* _ENTRIES SHOWN_

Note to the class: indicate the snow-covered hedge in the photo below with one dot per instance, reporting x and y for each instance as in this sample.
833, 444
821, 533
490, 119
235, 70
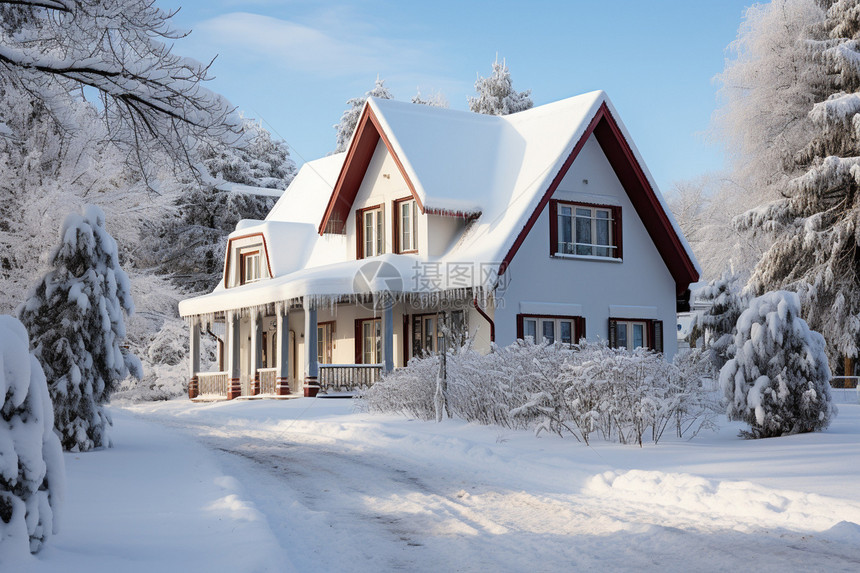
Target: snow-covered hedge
778, 379
584, 391
31, 459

* _PROBLEM DETAILS_
Repeat each entry exactly as it appears; skip any picture.

* _THE COMPLETED TASK_
Note to the class: indicate the snow-covered hedge in the photo below with one dot per instance, reporting x and y for each instance as in this sample.
833, 444
821, 533
490, 119
235, 70
Target: snow-covered hedge
778, 379
584, 391
31, 459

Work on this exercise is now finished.